Selected passage:
##########
Everyday Systems: nosdiet: message 533 of 3212

< previous message | next message >

Note: This is an archived message from our old discussion software. Join the current discussion here.

Subject: An hour's homework on aspartame...
From: Reinhard Engels
Date: Tue, 2 Mar 2004 20:36:43 -0800 (PST)
    
...is not nearly enough... I think I'd have to get a
PHD to get to the bottom of this.

I liked the tone and approach of this site:

http://aspartametruth.freeservers.com/

In a nutshell, it suggests that aspartame fears are
overblown and provides links (not just copied text) to
sources on both sides of the argument. The author
seems honest and genuinely interested in getting to
the truth.

But as I mentioned, an hour just isn't enough. There
are many, many terrifying anti-aspartame pages written
by people with much more impressive credentials than I
have. If I drank a lot of diet coke, I'd probably
spend a bit more time poking around. One piece of
advice from an ex-librarian to people in that boat:
anyone can put up web sites (including ex-librarian
computer programmers who think they are qualified to
write about diet and exercise); you have to think
critically at what you read and ask yourself whether
it's from a reputable source. I'm not suggesting that
people who've posted haven't, just a friendly
reminder.
##########
[Annotation records]

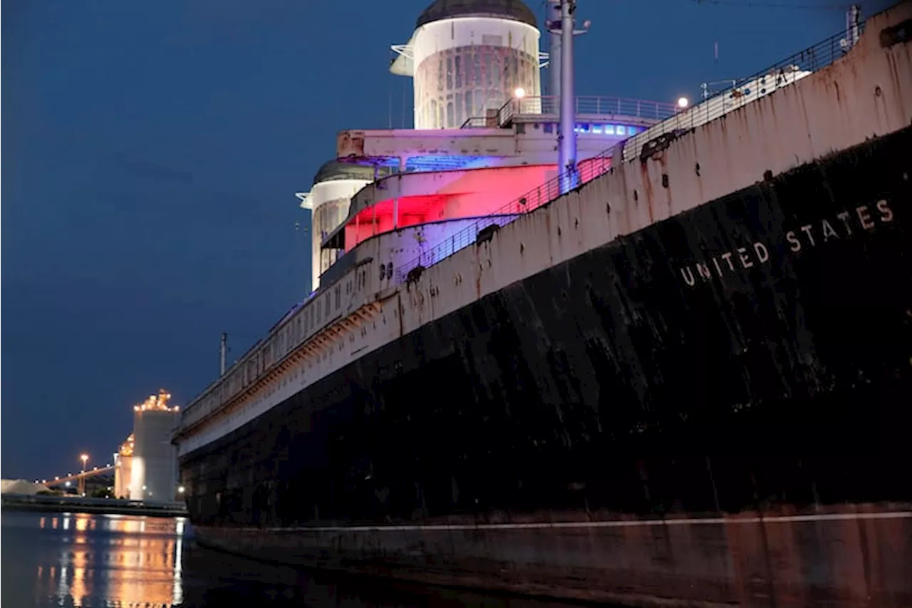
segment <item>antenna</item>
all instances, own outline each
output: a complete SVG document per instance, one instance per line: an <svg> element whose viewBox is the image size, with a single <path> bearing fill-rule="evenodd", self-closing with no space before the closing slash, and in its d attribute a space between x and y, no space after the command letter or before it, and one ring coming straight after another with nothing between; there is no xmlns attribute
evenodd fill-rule
<svg viewBox="0 0 912 608"><path fill-rule="evenodd" d="M228 353L228 334L222 332L222 344L219 348L219 376L225 374L225 355Z"/></svg>
<svg viewBox="0 0 912 608"><path fill-rule="evenodd" d="M845 11L845 37L839 41L843 50L858 44L858 27L861 25L861 5L852 5Z"/></svg>

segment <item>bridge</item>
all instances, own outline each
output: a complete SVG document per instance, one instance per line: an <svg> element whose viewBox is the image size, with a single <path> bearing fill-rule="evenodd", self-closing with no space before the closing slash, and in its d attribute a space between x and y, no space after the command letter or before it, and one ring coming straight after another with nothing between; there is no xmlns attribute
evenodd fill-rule
<svg viewBox="0 0 912 608"><path fill-rule="evenodd" d="M53 487L54 486L67 486L72 483L77 483L77 493L79 495L86 493L86 478L94 477L100 475L109 474L114 472L114 466L111 465L107 465L106 466L95 466L91 470L79 471L76 475L67 475L64 477L54 477L53 479L42 479L41 483L48 487ZM37 482L37 479L36 479Z"/></svg>

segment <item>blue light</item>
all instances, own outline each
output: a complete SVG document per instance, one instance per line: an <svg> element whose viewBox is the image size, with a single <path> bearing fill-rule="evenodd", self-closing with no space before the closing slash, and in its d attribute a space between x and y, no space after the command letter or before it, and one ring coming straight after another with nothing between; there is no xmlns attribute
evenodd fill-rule
<svg viewBox="0 0 912 608"><path fill-rule="evenodd" d="M455 169L478 169L492 166L499 159L497 156L456 156L443 154L427 154L412 156L406 161L405 170L408 173L426 171L451 171Z"/></svg>

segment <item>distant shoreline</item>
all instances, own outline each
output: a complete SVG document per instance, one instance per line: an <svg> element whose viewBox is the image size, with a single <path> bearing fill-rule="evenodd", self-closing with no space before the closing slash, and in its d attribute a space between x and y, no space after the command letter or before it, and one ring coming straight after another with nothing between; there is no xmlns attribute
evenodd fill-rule
<svg viewBox="0 0 912 608"><path fill-rule="evenodd" d="M117 498L85 498L68 496L0 495L0 512L89 513L95 515L140 515L158 518L187 517L182 502L143 502Z"/></svg>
##########
What needs to be done: Carry on the archived forum message about aspartame, picking up right after its final sentence.

Final result:
So what's my advice? Same as before. If you can do
without fake sugar, you might as well do without. If
you can minimize it, you might as well minimize it.
Apart from possible health issues, I think it's bad
psychology (and bad gastronomy). But if you really
can't do without pop of some kind, my hour's research
suggests diet pop is probably a better choice for most
people. I'll stand by my hierarchy of pop alternatives
that Rich mentioned.

As Tracy points out, there are other sweeteners that
seem to be less contentious than aspartame. If you can
get those instead, it seems like you might as well. 

What do I do, beverage-wise? I tend to drink
unsweetened black coffee, tea, and water during the
day, and wine or beer with dinner. To tie in with
Rose's post about juicers, I often squeeze oranges or
grapefruit or some other odd citrus fruit for
breakfast (I just use a regular old hand juicer that
you can wash like a dish, no messy machine). I have
diet drink maybe once a week. I have a non-diet soda
maybe once a month (on an s-day). I rarely drink
pre-packaged fruit juice because squeezing my own has
made me a snob (it's also made me realized that an
awful lot of oranges go into a tall glass of orange
juice).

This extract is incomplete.